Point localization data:
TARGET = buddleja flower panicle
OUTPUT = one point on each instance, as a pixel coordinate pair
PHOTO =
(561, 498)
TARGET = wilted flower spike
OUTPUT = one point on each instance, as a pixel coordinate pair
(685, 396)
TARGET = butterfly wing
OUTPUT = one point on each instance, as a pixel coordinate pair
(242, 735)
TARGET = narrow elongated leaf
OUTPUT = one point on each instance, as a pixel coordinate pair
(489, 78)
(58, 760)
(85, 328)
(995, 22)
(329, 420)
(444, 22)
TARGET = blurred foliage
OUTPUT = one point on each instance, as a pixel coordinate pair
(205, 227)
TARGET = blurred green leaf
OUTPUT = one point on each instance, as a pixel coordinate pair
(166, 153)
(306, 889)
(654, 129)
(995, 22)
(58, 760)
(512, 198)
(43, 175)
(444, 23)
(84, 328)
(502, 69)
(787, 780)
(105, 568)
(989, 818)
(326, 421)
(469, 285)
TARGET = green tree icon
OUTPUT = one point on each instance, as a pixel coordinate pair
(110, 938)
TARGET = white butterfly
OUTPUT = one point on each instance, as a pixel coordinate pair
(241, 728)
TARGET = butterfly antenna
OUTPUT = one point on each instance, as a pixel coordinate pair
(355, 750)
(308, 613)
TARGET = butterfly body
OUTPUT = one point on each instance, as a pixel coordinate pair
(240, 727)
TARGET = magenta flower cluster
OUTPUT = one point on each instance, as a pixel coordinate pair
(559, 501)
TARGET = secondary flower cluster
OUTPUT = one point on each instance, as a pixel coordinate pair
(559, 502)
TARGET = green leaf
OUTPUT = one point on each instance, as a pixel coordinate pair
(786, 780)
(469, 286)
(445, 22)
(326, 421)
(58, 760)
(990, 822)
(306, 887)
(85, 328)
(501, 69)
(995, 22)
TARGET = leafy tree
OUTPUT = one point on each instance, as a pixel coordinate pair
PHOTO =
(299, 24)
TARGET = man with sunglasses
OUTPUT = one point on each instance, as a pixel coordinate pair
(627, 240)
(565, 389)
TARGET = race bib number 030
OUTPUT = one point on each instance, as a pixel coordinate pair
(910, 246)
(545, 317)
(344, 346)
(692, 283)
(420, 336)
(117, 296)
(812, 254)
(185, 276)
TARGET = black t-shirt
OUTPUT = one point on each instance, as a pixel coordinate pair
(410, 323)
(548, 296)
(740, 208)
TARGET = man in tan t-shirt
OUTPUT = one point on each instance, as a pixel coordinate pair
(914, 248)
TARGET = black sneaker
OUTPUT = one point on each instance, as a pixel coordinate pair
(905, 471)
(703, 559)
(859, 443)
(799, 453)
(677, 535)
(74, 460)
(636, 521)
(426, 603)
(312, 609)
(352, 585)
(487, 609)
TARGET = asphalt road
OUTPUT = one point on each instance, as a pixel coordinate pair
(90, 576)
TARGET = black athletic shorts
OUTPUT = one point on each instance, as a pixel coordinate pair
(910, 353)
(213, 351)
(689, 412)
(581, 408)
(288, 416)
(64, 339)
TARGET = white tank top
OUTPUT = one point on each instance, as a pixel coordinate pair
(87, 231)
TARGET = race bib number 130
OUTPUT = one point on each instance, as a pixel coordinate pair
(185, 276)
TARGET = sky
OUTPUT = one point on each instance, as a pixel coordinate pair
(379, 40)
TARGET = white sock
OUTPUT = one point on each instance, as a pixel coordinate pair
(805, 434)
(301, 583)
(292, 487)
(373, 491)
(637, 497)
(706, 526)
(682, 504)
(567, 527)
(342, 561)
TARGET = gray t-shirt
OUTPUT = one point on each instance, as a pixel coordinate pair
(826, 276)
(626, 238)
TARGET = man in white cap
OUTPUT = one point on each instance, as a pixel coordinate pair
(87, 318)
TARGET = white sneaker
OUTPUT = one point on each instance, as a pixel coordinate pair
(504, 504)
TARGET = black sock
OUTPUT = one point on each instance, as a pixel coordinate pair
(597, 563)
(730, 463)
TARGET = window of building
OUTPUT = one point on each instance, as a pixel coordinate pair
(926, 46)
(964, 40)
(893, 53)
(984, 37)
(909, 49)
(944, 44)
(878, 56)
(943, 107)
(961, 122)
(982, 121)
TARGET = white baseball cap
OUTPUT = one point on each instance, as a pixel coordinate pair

◆ **Task**: An exact transcript of all the records is the expected result.

◆ **Solution to the exercise**:
TARGET = buddleja flower panicle
OUTPUT = one point on each instance, as a pixel coordinate pair
PHOTO =
(561, 498)
TARGET = wilted flower spike
OUTPUT = one point on each instance, as a pixel coordinate pair
(685, 396)
TARGET = butterfly wing
OUTPUT = one point on each instance, as a pixel coordinate pair
(242, 735)
TARGET = narrow elongated leaf
OUTPUT = one point on each instance, as a pixel coordinate pair
(489, 78)
(58, 760)
(85, 328)
(995, 22)
(329, 420)
(444, 22)
TARGET = blurred foliage
OUTPUT = one point on each instance, as a pixel coordinate pair
(205, 227)
TARGET = blurred green leaf
OUTPUT = one point on each instance, as a pixel coordinate pair
(166, 153)
(306, 889)
(654, 129)
(995, 22)
(58, 760)
(512, 198)
(43, 175)
(444, 23)
(84, 328)
(502, 69)
(787, 780)
(105, 568)
(989, 818)
(326, 421)
(469, 285)
TARGET = green tree icon
OUTPUT = one point on each instance, as a pixel coordinate pair
(110, 938)
TARGET = white butterfly
OUTPUT = one point on each instance, as a pixel coordinate pair
(241, 728)
TARGET = butterfly antenna
OUTPUT = one point on each instance, as a pixel coordinate pair
(355, 750)
(308, 613)
TARGET = butterfly body
OUTPUT = one point on each instance, as a pixel coordinate pair
(240, 727)
TARGET = magenta flower cluster
OUTPUT = one point on each instance, as a pixel coordinate pair
(559, 501)
TARGET = secondary flower cluster
OUTPUT = one point on each instance, as a pixel coordinate pair
(559, 502)
TARGET = green leaf
OUTPUT = one point on each instance, as a pixel coordinate pair
(786, 780)
(469, 286)
(445, 22)
(326, 421)
(58, 760)
(990, 822)
(306, 887)
(85, 328)
(501, 69)
(995, 22)
TARGET = leafy tree
OUTPUT = one point on each instance, as a pixel coordinate pair
PHOTO =
(299, 24)
TARGET = man with sunglasses
OUTPUT = one point on each instance, as a pixel coordinate pair
(627, 240)
(565, 389)
TARGET = race bib number 030
OUTPUT = one point on each instance, as a pixel coordinate pair
(910, 246)
(545, 317)
(344, 346)
(692, 283)
(420, 336)
(117, 296)
(812, 254)
(185, 276)
TARGET = black t-shirt
OUTPUT = one point on each instance, as a pixel coordinate pair
(410, 323)
(548, 296)
(740, 208)
TARGET = man in tan t-shirt
OUTPUT = one point on each instance, as a pixel coordinate pair
(914, 248)
TARGET = black sneaker
OUTPUT = one point on each instance, as a pixel coordinate pair
(905, 471)
(703, 559)
(859, 443)
(799, 453)
(677, 535)
(74, 460)
(636, 521)
(426, 603)
(312, 609)
(352, 585)
(487, 609)
TARGET = asphalt road
OUTPUT = one point on each instance, as a pixel coordinate pair
(90, 576)
TARGET = black athletic shorts
OUTPUT = one point on each instance, as a pixel coordinate pair
(910, 353)
(213, 351)
(689, 412)
(581, 408)
(288, 416)
(64, 339)
TARGET = white tank top
OUTPUT = one point on each instance, as a pixel coordinate pair
(87, 231)
TARGET = race bib number 130
OUTPUT = one point on each instance, as a pixel coordinate pair
(185, 276)
TARGET = sky
OUTPUT = one point on each instance, as a pixel coordinate pair
(379, 40)
TARGET = white sock
OUTPUT = one point on each instance, as a pixel coordinate pair
(805, 434)
(301, 583)
(292, 487)
(373, 491)
(637, 497)
(706, 526)
(682, 504)
(567, 527)
(342, 561)
TARGET = gray t-shirt
OUTPUT = one point on each instance, as a pixel coordinate pair
(826, 276)
(626, 238)
TARGET = man in white cap
OUTPUT = one point on each instance, as a pixel coordinate pair
(87, 318)
TARGET = white sneaker
OUTPUT = one point on each instance, as a pixel coordinate pair
(504, 504)
TARGET = black sock
OUTPUT = one point on each instance, as a pixel coordinate pair
(597, 563)
(730, 463)
TARGET = window of building
OUTPUT = one point on each instance, as a pixel coordinate pair
(926, 46)
(964, 40)
(893, 53)
(984, 37)
(909, 49)
(944, 44)
(878, 56)
(943, 107)
(961, 122)
(982, 121)
TARGET = white baseball cap
OUTPUT = one point on each instance, as a pixel coordinate pair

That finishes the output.